**YOUR GOAL**
Exactly the lines from the one that holds "evergreen garland on this basis." to the end of the data below: retype these and nothing else.

(Collected data)

☆ ☆ ☆ ☆ ☆

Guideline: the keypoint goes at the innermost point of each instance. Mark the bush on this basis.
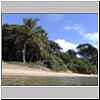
(55, 63)
(82, 66)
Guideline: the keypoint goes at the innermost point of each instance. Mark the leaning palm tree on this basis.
(28, 32)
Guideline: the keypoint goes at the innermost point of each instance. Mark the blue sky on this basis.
(68, 30)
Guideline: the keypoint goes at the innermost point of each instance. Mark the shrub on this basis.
(82, 66)
(55, 63)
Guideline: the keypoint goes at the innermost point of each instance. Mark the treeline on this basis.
(29, 43)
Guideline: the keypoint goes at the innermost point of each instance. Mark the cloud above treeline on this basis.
(66, 45)
(89, 37)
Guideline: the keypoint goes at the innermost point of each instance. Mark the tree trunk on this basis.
(23, 53)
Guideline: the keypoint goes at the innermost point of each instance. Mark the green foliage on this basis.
(82, 66)
(29, 43)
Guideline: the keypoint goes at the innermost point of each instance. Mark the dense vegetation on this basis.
(29, 43)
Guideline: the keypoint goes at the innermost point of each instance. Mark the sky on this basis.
(68, 30)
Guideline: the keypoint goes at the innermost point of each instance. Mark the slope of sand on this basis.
(15, 69)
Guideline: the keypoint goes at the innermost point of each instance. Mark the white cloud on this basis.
(66, 45)
(76, 27)
(92, 37)
(54, 17)
(89, 37)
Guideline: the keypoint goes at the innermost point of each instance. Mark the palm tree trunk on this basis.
(23, 53)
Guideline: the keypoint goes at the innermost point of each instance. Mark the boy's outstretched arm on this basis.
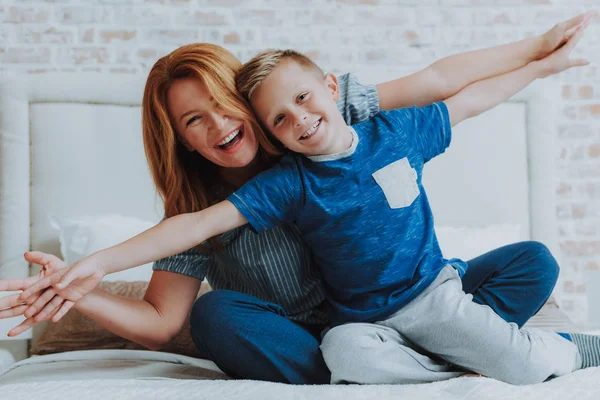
(486, 94)
(171, 236)
(451, 74)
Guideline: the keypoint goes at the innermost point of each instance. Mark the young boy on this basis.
(355, 193)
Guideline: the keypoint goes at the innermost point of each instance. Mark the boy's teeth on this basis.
(312, 129)
(229, 138)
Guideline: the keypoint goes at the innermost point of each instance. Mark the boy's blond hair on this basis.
(254, 72)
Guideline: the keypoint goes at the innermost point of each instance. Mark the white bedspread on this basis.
(579, 385)
(75, 376)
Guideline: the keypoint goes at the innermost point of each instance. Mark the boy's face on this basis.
(298, 107)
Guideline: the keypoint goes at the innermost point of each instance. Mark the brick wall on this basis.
(376, 39)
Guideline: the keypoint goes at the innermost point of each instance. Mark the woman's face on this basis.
(207, 128)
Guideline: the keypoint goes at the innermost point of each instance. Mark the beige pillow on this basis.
(75, 331)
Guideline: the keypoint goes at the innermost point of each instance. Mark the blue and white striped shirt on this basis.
(275, 265)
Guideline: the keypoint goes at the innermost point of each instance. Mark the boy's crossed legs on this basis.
(444, 321)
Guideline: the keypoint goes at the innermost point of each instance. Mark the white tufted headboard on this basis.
(71, 145)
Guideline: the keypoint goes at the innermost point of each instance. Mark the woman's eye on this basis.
(302, 97)
(195, 118)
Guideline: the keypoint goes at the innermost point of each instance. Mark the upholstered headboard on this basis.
(71, 145)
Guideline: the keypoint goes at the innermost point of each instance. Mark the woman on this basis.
(264, 317)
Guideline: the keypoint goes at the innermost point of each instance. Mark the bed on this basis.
(71, 157)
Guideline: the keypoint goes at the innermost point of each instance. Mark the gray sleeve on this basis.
(193, 262)
(358, 102)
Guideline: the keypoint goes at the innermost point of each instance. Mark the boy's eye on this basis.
(302, 97)
(192, 120)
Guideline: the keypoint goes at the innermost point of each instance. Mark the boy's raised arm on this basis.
(451, 74)
(486, 94)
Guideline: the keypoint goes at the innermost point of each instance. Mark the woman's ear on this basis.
(185, 143)
(332, 84)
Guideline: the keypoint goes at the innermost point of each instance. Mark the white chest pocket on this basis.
(398, 181)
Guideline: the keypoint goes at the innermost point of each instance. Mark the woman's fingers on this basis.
(9, 285)
(49, 309)
(10, 301)
(13, 311)
(22, 327)
(67, 305)
(42, 284)
(40, 303)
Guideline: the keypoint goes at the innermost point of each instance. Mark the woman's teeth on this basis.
(312, 130)
(229, 138)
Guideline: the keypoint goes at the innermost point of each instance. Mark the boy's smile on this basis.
(298, 107)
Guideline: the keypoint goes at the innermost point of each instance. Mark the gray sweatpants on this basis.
(442, 334)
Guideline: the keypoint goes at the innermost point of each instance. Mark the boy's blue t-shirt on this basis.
(363, 212)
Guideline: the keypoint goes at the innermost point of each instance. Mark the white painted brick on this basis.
(377, 40)
(170, 36)
(146, 15)
(25, 55)
(83, 15)
(47, 35)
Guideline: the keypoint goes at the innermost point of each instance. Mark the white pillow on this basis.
(81, 236)
(467, 243)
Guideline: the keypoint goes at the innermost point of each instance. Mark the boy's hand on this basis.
(560, 60)
(562, 32)
(48, 301)
(72, 283)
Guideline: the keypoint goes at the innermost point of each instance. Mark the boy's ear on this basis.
(332, 84)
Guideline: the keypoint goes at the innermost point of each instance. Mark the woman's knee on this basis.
(211, 311)
(544, 265)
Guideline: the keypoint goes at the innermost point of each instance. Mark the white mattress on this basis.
(580, 385)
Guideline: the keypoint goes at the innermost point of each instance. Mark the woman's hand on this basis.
(560, 33)
(47, 301)
(560, 60)
(72, 283)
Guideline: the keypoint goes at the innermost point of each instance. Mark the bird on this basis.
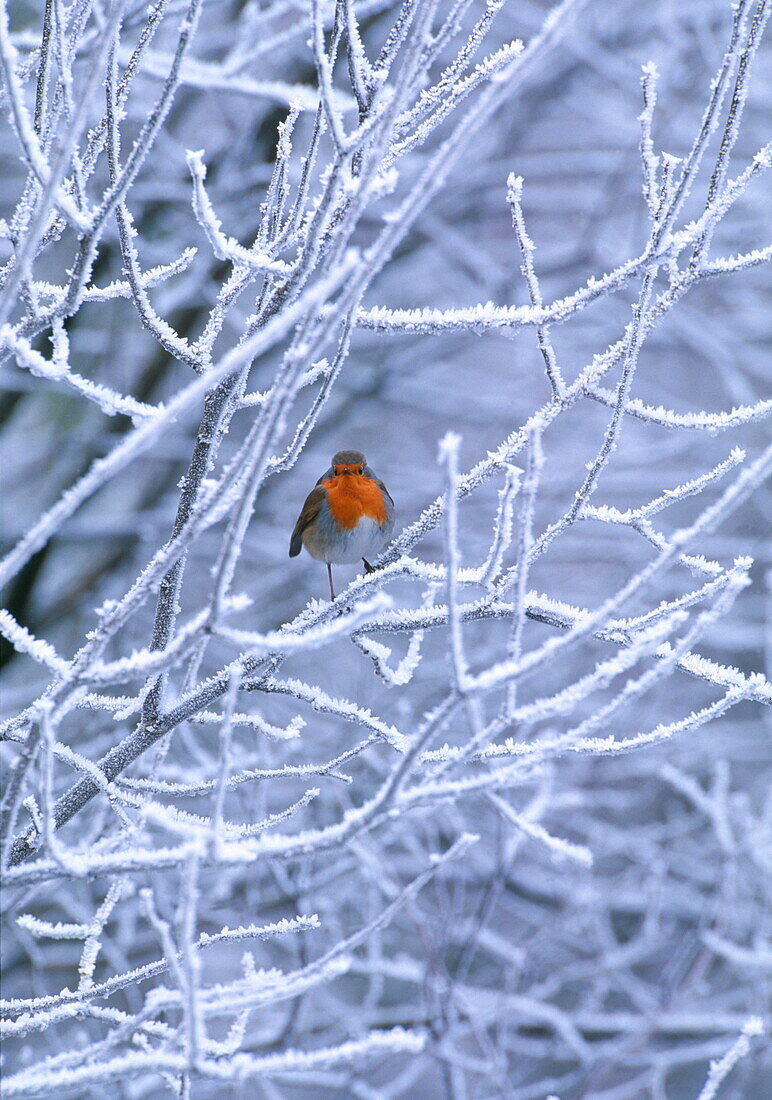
(348, 516)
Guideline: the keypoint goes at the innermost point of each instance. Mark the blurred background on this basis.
(555, 934)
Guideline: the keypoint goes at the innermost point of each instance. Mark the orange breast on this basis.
(352, 497)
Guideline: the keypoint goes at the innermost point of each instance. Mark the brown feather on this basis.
(308, 514)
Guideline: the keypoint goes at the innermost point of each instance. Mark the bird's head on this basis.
(349, 462)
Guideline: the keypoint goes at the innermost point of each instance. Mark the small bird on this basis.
(348, 516)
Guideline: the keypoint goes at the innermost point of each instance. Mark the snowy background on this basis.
(559, 888)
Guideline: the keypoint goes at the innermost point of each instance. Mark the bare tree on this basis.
(507, 878)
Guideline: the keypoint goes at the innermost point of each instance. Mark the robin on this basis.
(348, 516)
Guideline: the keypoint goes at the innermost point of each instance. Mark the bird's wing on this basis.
(384, 491)
(308, 514)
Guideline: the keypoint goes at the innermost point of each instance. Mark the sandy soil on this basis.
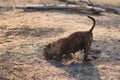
(24, 34)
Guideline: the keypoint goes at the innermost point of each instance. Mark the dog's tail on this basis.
(94, 22)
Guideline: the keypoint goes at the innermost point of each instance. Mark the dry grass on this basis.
(24, 34)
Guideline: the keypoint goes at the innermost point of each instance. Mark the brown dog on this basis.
(80, 40)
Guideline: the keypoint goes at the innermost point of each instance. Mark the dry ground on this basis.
(24, 34)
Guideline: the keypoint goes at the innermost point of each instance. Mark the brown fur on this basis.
(80, 40)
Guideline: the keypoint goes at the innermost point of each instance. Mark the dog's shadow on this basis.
(80, 71)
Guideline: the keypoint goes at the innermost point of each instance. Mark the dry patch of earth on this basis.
(24, 34)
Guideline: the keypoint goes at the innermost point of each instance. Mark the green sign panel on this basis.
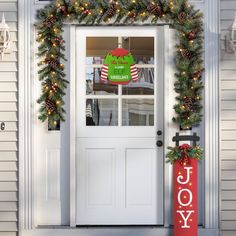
(119, 67)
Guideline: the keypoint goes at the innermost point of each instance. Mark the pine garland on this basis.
(179, 13)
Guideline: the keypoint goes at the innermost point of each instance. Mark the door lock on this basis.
(159, 143)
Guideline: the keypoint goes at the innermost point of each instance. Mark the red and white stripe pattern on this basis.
(134, 73)
(104, 72)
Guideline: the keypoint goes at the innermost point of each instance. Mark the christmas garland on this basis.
(179, 13)
(183, 153)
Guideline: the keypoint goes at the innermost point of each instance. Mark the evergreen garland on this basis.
(179, 13)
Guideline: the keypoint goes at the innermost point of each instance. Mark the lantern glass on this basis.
(233, 35)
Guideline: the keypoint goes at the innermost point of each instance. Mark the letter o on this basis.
(190, 197)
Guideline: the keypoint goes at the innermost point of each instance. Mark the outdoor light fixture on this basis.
(4, 37)
(232, 36)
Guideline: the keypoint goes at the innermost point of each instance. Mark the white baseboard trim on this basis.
(111, 231)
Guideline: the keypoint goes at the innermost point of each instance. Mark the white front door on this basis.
(119, 166)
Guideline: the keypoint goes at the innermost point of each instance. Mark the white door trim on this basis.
(25, 75)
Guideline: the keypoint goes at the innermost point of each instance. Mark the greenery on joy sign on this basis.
(179, 13)
(183, 153)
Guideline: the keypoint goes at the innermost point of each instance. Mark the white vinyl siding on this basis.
(228, 124)
(8, 137)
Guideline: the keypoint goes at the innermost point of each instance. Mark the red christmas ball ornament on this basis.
(182, 16)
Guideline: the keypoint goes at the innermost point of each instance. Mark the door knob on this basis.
(159, 143)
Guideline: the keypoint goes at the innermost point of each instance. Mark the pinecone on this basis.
(63, 10)
(50, 105)
(192, 35)
(198, 74)
(52, 63)
(111, 11)
(182, 16)
(49, 22)
(154, 9)
(189, 102)
(58, 40)
(186, 53)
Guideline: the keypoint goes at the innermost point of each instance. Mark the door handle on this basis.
(159, 132)
(159, 143)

☆ ☆ ☆ ☆ ☆

**EXERCISE SOLUTION**
Guideline: the keypoint goes at the innermost point of each instance. Mark the evergreen garland on this basis.
(179, 13)
Guideline: the keypoint goes at the innermost point of each instance. Mark the lantern glass on this basis.
(233, 35)
Guideline: the keypoint goes at the innermost point of each instance. Mark the letter o on this basis.
(190, 197)
Guideline: the keypoint goes at the innermost point of each instance. Mark the outdoor light fixture on this basis.
(4, 37)
(232, 36)
Guideline: the keypoint goes at the innermost point of each instance. Mark the white baseboard trim on this basis.
(111, 231)
Guideline: the keypoint goes at the innermost point of each instance. Mark the white front door on this basis.
(119, 166)
Guideline: the keypoint goes at the innermost point of each instance. Mark the white door trim on this basis.
(25, 75)
Guideline: the keypoint goes at the innermost point of each instance. Mark the greenery on joy sign on this basis.
(179, 13)
(183, 153)
Guideline: the keypoint goes at the innermost point of each instance. Mark the white vinyl siding on this basis.
(228, 124)
(8, 137)
Guideline: the keypoint goes at the innermost point of each instance. Mark the red christmas ball ornament on this basis.
(182, 16)
Guideline: the keypoint goes at the innermost point of each instance. Mark the door knob on this basis.
(159, 143)
Guideline: the keypoint goes at the innermost point of each instance. Mark the pinecone on this basis.
(63, 10)
(50, 105)
(192, 35)
(198, 74)
(52, 63)
(111, 11)
(182, 16)
(49, 22)
(154, 9)
(189, 102)
(58, 40)
(186, 53)
Guideline: the keypoint goes at the innermost point of each instance. Mark the door handle on this basis.
(159, 132)
(159, 143)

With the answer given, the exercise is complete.